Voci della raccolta
************

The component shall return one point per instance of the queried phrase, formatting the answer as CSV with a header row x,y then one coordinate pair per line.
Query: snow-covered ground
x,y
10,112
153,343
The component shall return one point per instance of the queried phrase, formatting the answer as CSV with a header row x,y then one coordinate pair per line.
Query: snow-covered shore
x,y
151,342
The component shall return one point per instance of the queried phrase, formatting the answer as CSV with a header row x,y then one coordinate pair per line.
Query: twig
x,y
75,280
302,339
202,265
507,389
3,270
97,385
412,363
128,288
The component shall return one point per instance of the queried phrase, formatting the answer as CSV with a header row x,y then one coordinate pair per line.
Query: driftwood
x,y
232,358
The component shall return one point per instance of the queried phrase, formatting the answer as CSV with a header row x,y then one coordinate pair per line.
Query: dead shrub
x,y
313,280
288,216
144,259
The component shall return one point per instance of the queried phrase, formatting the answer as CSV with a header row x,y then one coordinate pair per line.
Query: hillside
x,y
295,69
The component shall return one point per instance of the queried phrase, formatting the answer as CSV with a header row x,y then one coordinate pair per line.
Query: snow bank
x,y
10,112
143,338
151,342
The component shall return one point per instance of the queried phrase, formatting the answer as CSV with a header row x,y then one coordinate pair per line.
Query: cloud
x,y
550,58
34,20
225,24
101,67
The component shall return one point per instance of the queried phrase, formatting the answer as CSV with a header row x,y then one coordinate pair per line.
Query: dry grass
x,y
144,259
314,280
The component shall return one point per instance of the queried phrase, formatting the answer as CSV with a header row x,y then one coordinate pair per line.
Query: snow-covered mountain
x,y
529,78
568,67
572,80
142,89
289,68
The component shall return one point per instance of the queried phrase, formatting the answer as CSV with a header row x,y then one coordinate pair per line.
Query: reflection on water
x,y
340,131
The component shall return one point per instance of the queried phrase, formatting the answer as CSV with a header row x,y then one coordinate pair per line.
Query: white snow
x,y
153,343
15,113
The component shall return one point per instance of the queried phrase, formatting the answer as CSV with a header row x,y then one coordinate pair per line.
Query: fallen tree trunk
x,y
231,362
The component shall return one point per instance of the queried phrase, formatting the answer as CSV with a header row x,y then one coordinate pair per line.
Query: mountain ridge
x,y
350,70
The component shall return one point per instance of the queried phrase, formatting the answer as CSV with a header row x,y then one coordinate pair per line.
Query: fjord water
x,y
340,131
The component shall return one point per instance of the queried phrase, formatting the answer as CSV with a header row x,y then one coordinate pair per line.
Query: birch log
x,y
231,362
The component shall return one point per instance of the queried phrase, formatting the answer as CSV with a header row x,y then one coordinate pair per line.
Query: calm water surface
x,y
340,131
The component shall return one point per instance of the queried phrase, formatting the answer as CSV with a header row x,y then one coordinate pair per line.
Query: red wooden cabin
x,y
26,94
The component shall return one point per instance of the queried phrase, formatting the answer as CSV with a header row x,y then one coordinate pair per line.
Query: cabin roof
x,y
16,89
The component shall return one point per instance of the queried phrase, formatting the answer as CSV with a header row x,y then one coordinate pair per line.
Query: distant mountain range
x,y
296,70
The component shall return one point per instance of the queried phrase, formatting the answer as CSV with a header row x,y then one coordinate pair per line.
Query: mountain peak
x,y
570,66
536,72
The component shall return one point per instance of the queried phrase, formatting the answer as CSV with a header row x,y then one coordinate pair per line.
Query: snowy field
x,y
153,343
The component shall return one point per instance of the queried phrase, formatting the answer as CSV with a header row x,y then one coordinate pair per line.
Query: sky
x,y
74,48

************

→ **Problema breve**: Conta quante righe dei record contengono la stringa "mountain", distinguendo tra maiuscole e minuscole. Scrivi soltanto il numero.

→ **Risposta attesa**: 4